ABOUT THIS EXERCISE ▸ Transcribe the listing exactly; drop the images.

SUPPLIED RECORDS ▸
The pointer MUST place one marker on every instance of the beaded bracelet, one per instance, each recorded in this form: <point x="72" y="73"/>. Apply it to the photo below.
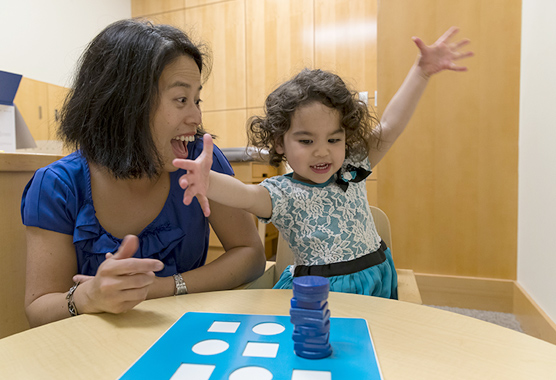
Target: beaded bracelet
<point x="71" y="305"/>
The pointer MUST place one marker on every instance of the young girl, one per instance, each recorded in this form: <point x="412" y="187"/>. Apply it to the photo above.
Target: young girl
<point x="330" y="140"/>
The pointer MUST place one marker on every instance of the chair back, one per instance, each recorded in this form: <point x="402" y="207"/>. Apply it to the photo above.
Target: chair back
<point x="284" y="255"/>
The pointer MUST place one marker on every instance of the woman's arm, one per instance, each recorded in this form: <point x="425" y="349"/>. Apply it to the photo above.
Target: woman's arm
<point x="203" y="183"/>
<point x="431" y="60"/>
<point x="120" y="283"/>
<point x="244" y="259"/>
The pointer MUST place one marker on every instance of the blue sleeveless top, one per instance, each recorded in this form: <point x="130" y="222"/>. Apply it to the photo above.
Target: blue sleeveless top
<point x="58" y="198"/>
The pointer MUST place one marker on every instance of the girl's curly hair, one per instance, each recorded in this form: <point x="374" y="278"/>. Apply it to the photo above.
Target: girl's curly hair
<point x="265" y="132"/>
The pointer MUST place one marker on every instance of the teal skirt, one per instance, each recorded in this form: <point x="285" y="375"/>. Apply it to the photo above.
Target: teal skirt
<point x="379" y="280"/>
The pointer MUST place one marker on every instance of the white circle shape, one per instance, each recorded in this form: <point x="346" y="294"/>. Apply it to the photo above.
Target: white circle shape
<point x="210" y="347"/>
<point x="249" y="373"/>
<point x="268" y="328"/>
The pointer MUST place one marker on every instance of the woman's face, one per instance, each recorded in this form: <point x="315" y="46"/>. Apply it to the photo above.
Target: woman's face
<point x="178" y="114"/>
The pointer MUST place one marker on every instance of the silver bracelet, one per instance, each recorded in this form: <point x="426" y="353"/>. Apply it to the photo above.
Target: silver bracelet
<point x="71" y="305"/>
<point x="181" y="288"/>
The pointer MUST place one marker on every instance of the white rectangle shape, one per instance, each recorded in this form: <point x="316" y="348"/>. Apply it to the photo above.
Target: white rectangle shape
<point x="188" y="371"/>
<point x="261" y="350"/>
<point x="299" y="374"/>
<point x="229" y="327"/>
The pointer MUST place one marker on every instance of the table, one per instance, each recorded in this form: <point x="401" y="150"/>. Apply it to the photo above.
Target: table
<point x="412" y="341"/>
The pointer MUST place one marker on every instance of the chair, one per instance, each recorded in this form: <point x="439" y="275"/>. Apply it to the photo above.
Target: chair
<point x="407" y="285"/>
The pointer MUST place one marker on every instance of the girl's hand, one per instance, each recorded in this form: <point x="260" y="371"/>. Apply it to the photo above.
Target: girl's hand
<point x="442" y="54"/>
<point x="196" y="181"/>
<point x="121" y="282"/>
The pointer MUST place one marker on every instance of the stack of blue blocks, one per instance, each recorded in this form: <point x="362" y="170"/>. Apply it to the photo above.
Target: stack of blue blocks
<point x="311" y="317"/>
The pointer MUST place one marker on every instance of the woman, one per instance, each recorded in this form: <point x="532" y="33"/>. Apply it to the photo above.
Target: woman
<point x="101" y="221"/>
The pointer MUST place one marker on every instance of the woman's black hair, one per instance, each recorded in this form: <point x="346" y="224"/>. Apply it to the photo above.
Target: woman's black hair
<point x="107" y="113"/>
<point x="309" y="86"/>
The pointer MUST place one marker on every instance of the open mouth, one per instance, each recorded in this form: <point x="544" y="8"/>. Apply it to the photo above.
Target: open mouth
<point x="321" y="168"/>
<point x="179" y="145"/>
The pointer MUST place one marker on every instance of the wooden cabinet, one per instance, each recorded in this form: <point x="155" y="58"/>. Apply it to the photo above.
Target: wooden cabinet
<point x="32" y="101"/>
<point x="40" y="104"/>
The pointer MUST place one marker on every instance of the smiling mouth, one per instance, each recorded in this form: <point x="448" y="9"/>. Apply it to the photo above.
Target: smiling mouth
<point x="179" y="145"/>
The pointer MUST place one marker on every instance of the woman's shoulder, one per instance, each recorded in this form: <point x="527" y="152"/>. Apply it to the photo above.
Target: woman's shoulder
<point x="71" y="169"/>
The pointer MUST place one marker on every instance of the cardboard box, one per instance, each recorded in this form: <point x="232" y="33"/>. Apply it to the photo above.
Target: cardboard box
<point x="14" y="133"/>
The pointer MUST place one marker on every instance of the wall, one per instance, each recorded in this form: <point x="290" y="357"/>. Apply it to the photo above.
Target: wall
<point x="42" y="40"/>
<point x="449" y="184"/>
<point x="257" y="44"/>
<point x="537" y="158"/>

REPLY TO THE TASK ▸
The pointer MUST place one marker on every instance of the beaded bracelet, one per instance, each recorded in this form: <point x="72" y="73"/>. Apply it to the photo below.
Target: beaded bracelet
<point x="71" y="305"/>
The pointer MUST place one marker on every instance of the young girl, one per instance, each recorded in this form: <point x="412" y="187"/>. Apply it to the photo above.
Target: young girl
<point x="330" y="140"/>
The pointer MUST place one marker on every instance of the chair back, one per instance, each recorded in this form: <point x="402" y="207"/>. Apply it to the photo above.
Target: chair back
<point x="284" y="255"/>
The pointer MUST place one marker on every instance of the woman's arm, one per instance, each recorded in this form: <point x="425" y="349"/>. Apply it to the photo above.
Target: woman's arm
<point x="203" y="183"/>
<point x="431" y="60"/>
<point x="120" y="283"/>
<point x="244" y="259"/>
The pointer MUST place one marker on every instance of the blue sleeveless top, one per instance, each recorded in this form: <point x="130" y="222"/>. Apply it to the photo above.
Target: blue sleeveless top
<point x="58" y="198"/>
The pointer MUST place one marker on every instance of the girl's curly hair, one per instance, each recorded in this form: <point x="374" y="278"/>. Apply it to the photo above.
Target: girl's curly hair
<point x="265" y="132"/>
The pointer MUST place one marker on every instance of the teal skirt, one per instance, each recorded in this form: <point x="285" y="375"/>. Apply it to the photo above.
Target: teal skirt
<point x="379" y="280"/>
The pointer MUST place one marker on every instance of the white circle shape, one per instance, each recorded in this form: <point x="346" y="294"/>. Apply it to the photo above.
Target: white circle shape
<point x="210" y="347"/>
<point x="249" y="373"/>
<point x="268" y="328"/>
The pointer MUST place one marker on every instance of the woman's face, one per instance, each recorded in this form: <point x="315" y="46"/>. Apply it to the photo above.
Target: woman's face
<point x="178" y="114"/>
The pointer MUST place one marker on every instance of the silver bracelet, one per instance, each recorded in this form: <point x="426" y="353"/>. Apply it to the photo above.
Target: silver bracelet
<point x="71" y="305"/>
<point x="181" y="288"/>
The pointer MUST place one marker on every instance of the white rectangle shape, one per instance, each recorded in this form: <point x="316" y="348"/>. Apply it to the photo above.
Target: white rectangle shape
<point x="188" y="371"/>
<point x="261" y="350"/>
<point x="299" y="374"/>
<point x="229" y="327"/>
The pointer MUST place one marker on every instance of the table, one per instance, each recorded in this form: <point x="401" y="150"/>. Apply it to the photo above.
Target: table
<point x="412" y="341"/>
The pointer MUST place one marker on every instance of the chair, one per instance, each recorded in this form: <point x="439" y="275"/>. Apply it to the photo above.
Target: chair
<point x="407" y="285"/>
The pointer MUST place one marker on every instance of the girl's hand, one per instance, each recorded in this form: <point x="260" y="371"/>. Apply it to the photo above.
Target: girl's hand
<point x="442" y="54"/>
<point x="196" y="181"/>
<point x="121" y="282"/>
The pointer MUST place one marker on every instance of the stack of blue blocks, one per instance, each recorded in this form: <point x="362" y="170"/>. Apply it to the photo above.
Target: stack of blue blocks
<point x="311" y="317"/>
The pointer MUST place one marker on every instance of the woman, one per instance, each recorded in this form: <point x="532" y="33"/>. Apply it to the photo above.
Target: woman
<point x="101" y="221"/>
The pointer MUST place one marker on every instance of the woman's black hair, one per instance, each recorded in this form: <point x="346" y="224"/>. Apply it to the photo above.
Target: woman's black hair
<point x="107" y="113"/>
<point x="309" y="86"/>
The pointer MUST place one marker on every instance of the open mouth, one per instance, each recorded in this form: <point x="544" y="8"/>. Apply it to the photo above.
Target: open mouth
<point x="321" y="168"/>
<point x="179" y="145"/>
The pointer MUST place one marker on every instance of the wooden cabinet, one per instance, each recorded in this form: <point x="155" y="58"/>. Apply it to the photo above.
Target: wooden cabinet
<point x="32" y="101"/>
<point x="40" y="104"/>
The pointer MUST place one marker on every instance of the smiling mouth, one per instance, each recorded in this form: <point x="448" y="9"/>. Apply it to the photo above.
Target: smiling mouth
<point x="179" y="145"/>
The pointer MUST place one marker on every instance of the woman's shoulder, one per instance, each recorded in this form: <point x="527" y="152"/>. Apply it to the photo above.
Target: woman's shoulder
<point x="71" y="169"/>
The pointer MUST place one marker on every instance of the cardboard box, one per instance, each recorded in this form: <point x="232" y="33"/>. Apply it to the photo above.
Target: cardboard box
<point x="14" y="133"/>
The pointer MUST place one marker on every instance of the wall, one per instance, each recorded in this form: <point x="290" y="357"/>. Apply it to the photo above.
Target: wall
<point x="42" y="40"/>
<point x="449" y="184"/>
<point x="257" y="44"/>
<point x="537" y="158"/>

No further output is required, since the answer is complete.